◆ **What is asked**
Turn the items from the line containing "For the benchmark, mark every instance of the black" through the line containing "[[1135, 598]]" into a Markdown table with the columns Row and Line. Put a row number in Row and each line in Line, and leave out blank lines.

>>>

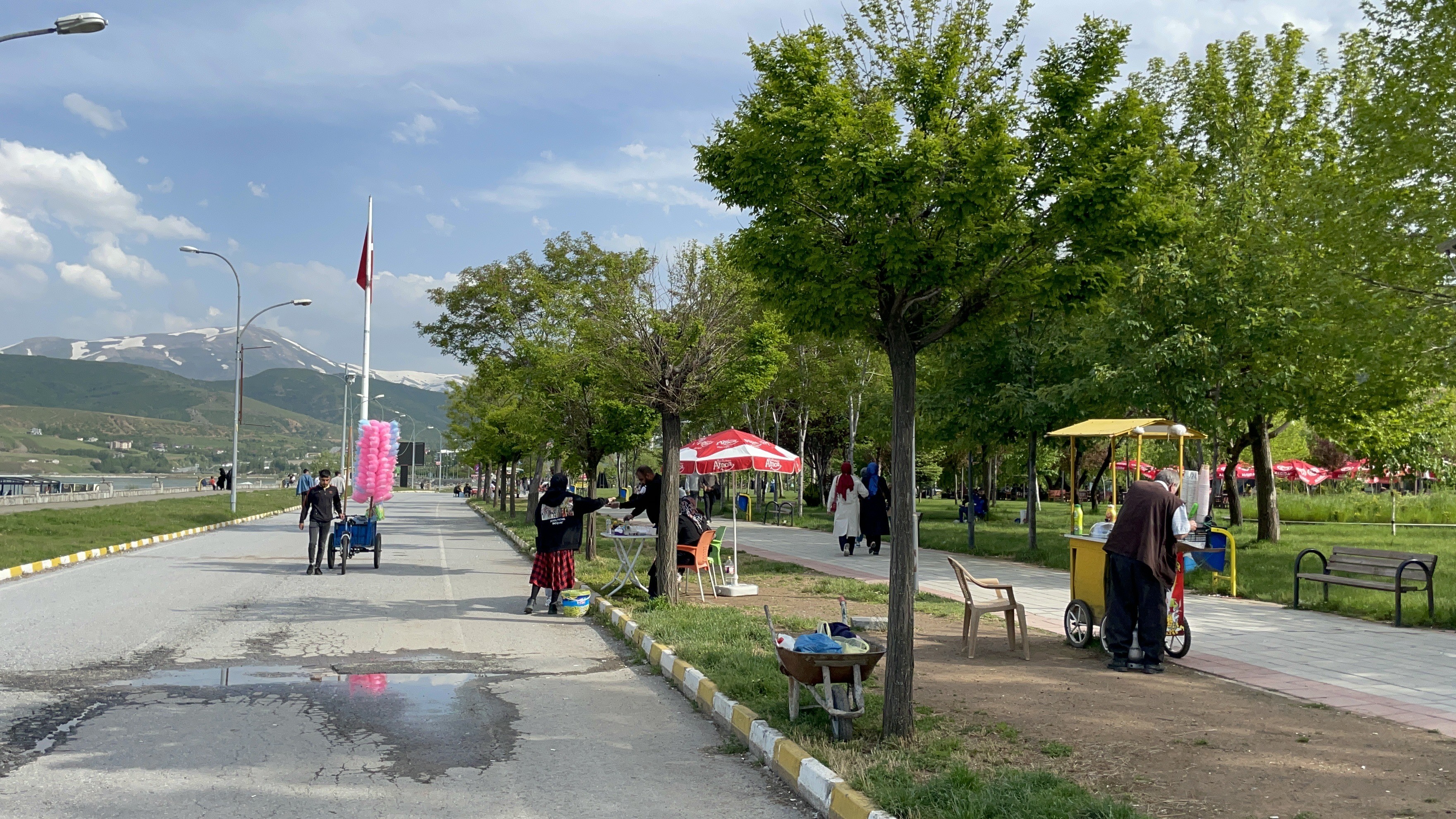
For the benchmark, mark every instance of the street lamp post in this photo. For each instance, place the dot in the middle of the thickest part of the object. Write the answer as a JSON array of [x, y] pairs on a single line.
[[86, 22]]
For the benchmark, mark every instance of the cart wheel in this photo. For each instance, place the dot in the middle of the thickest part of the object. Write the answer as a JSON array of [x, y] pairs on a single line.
[[1178, 644], [1078, 624], [841, 728]]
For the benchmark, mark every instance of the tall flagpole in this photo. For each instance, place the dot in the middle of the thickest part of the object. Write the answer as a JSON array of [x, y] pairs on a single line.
[[369, 305]]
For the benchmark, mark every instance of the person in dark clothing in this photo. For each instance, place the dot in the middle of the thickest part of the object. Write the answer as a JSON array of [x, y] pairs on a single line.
[[321, 506], [1142, 554], [649, 496], [691, 527], [874, 509], [560, 516]]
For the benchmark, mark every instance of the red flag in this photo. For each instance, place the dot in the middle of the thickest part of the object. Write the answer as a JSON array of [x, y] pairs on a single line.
[[364, 267]]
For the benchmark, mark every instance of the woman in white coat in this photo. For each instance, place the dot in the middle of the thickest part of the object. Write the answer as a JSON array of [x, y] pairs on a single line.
[[845, 505]]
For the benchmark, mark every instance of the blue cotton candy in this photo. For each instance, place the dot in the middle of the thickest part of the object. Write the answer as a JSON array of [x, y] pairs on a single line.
[[817, 644]]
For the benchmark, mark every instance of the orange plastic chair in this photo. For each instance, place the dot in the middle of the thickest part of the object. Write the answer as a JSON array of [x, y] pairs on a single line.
[[701, 562]]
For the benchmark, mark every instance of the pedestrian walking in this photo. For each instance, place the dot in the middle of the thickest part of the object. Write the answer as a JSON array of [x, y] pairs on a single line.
[[560, 516], [874, 510], [1142, 563], [321, 506], [845, 505]]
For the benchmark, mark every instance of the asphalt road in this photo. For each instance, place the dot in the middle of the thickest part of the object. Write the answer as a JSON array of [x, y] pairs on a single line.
[[210, 677]]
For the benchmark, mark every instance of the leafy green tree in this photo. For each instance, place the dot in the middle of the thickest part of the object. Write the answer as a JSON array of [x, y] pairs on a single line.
[[903, 180], [682, 349]]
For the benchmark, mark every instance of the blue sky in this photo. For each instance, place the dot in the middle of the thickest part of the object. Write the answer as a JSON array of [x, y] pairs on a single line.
[[260, 129]]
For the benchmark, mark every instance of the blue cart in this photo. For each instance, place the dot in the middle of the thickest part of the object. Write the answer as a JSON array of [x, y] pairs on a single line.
[[356, 534]]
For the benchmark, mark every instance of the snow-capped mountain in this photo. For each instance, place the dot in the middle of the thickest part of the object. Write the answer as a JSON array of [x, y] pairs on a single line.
[[207, 354]]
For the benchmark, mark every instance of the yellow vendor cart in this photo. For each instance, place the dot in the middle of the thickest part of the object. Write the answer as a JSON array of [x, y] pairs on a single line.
[[1088, 608]]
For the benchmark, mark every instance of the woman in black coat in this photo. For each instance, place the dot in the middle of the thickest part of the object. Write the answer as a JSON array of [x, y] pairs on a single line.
[[558, 537], [874, 509]]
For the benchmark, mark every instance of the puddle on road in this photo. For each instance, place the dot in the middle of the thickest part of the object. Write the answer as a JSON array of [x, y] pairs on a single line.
[[421, 723]]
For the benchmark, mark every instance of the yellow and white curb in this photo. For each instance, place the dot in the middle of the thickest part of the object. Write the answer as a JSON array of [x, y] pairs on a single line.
[[807, 776], [100, 553]]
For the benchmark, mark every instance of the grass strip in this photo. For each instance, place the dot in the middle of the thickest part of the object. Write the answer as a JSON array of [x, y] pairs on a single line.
[[27, 537]]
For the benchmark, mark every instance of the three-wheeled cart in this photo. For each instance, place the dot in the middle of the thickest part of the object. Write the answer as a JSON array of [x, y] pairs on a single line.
[[354, 535]]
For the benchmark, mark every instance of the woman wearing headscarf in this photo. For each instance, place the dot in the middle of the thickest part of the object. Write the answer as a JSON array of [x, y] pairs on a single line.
[[558, 537], [845, 505], [691, 527], [874, 510]]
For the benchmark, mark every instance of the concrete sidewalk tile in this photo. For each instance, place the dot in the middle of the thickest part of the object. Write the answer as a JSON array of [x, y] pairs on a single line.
[[788, 758], [848, 804]]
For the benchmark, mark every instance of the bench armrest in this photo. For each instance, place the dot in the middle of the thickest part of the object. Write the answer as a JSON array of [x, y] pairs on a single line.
[[1324, 563]]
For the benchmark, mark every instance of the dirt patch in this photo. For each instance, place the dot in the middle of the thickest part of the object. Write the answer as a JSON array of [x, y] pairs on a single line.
[[1181, 744]]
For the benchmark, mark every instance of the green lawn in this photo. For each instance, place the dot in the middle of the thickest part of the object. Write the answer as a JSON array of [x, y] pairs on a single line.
[[940, 774], [44, 534]]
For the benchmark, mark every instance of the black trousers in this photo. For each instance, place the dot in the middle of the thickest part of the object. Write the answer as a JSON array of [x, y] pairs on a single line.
[[1135, 598]]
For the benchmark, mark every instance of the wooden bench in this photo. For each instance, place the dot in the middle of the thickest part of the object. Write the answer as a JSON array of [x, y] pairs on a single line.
[[1375, 566]]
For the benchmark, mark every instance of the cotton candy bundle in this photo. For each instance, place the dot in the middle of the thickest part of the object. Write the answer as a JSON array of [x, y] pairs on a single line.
[[375, 461]]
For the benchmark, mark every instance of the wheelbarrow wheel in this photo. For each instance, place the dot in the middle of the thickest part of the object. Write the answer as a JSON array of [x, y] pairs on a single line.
[[1078, 624], [1177, 644]]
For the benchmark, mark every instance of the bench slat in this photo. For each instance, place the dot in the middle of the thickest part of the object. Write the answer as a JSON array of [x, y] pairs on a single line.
[[1377, 585]]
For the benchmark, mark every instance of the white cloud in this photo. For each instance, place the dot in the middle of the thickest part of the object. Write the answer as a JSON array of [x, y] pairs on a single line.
[[22, 282], [654, 177], [449, 104], [95, 114], [81, 193], [21, 241], [440, 225], [107, 256], [415, 132], [88, 279]]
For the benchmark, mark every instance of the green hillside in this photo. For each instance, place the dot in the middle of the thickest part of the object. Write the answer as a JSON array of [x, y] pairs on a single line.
[[321, 395], [137, 391]]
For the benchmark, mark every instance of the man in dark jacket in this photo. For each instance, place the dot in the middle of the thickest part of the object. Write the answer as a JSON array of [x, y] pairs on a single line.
[[649, 496], [321, 506], [1142, 560]]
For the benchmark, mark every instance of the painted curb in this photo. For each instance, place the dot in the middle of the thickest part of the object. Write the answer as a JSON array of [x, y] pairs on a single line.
[[816, 783], [98, 553]]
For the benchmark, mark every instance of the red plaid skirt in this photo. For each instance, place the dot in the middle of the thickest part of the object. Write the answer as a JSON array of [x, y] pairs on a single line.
[[555, 570]]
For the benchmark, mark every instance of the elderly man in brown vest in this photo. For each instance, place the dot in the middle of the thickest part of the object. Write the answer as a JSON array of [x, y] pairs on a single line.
[[1142, 560]]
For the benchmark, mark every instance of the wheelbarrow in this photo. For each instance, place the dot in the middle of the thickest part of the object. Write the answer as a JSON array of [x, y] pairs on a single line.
[[842, 677]]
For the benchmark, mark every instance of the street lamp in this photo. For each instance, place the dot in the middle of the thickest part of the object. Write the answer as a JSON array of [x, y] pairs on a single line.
[[86, 22]]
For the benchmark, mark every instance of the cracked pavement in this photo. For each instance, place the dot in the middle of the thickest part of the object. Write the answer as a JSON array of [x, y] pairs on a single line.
[[212, 677]]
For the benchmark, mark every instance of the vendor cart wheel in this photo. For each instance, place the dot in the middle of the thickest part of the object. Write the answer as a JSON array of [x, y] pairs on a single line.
[[841, 728], [1177, 644], [1078, 624]]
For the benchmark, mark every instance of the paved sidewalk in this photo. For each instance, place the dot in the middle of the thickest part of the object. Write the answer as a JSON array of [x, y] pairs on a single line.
[[1407, 675]]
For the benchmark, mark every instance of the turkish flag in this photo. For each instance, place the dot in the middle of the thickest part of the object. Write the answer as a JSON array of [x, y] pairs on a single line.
[[364, 266]]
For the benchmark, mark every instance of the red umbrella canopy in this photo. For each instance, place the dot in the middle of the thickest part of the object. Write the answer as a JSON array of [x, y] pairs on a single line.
[[736, 449]]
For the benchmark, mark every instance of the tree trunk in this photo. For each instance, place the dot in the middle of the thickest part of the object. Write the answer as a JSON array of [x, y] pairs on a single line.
[[899, 709], [590, 547], [1033, 490], [535, 492], [1264, 479], [667, 515], [1231, 481]]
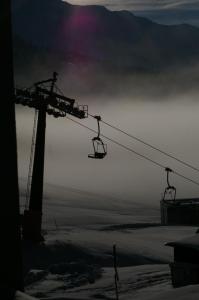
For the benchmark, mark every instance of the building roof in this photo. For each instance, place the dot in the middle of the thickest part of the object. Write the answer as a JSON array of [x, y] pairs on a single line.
[[191, 242]]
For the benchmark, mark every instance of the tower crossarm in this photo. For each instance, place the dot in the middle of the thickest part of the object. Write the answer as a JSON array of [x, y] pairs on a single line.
[[56, 105]]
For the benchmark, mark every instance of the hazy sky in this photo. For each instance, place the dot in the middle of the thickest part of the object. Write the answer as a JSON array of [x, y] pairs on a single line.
[[141, 4]]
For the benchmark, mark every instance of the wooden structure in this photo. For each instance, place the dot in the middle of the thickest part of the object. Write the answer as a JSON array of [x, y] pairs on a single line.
[[185, 268], [180, 212]]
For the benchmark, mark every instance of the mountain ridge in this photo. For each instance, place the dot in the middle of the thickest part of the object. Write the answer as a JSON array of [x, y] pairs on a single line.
[[114, 40]]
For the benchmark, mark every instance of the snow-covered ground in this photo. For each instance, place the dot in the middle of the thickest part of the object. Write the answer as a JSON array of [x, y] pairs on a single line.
[[76, 261]]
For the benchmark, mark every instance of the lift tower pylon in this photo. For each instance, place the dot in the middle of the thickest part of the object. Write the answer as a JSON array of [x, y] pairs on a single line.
[[45, 101], [11, 277], [33, 216]]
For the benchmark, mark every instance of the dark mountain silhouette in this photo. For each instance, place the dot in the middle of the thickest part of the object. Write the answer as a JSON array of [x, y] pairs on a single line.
[[94, 35]]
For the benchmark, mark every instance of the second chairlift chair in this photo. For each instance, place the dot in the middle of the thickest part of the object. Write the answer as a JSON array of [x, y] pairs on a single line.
[[100, 149]]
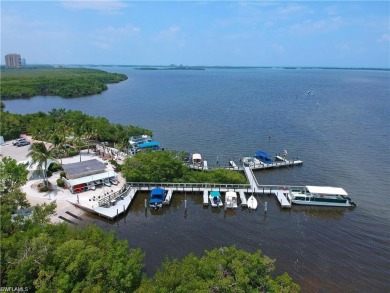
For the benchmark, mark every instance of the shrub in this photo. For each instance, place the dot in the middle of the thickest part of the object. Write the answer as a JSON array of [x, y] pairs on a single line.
[[60, 182], [54, 167]]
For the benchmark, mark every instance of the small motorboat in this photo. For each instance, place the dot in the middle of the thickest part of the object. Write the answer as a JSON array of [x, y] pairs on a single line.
[[215, 199], [114, 181], [157, 197], [231, 200]]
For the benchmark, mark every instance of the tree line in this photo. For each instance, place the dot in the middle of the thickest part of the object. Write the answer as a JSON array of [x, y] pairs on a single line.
[[64, 82], [38, 256], [62, 124]]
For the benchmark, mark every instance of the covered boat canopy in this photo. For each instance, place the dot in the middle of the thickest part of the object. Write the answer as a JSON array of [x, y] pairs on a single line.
[[215, 194], [326, 190], [263, 156], [139, 139], [157, 193], [231, 194], [196, 158]]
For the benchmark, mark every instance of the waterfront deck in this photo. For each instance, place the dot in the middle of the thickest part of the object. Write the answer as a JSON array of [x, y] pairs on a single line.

<<<

◆ **Output for this exercise**
| Row | Line |
|---|---|
| 1 | For the benchmark, mark every instance of the black trousers in this photo. For each instance, place the dot in the middle of the thickest part of the object. Write the answer as a JSON array of [x, y] pairs on a single line. |
| 2 | [[1135, 598]] |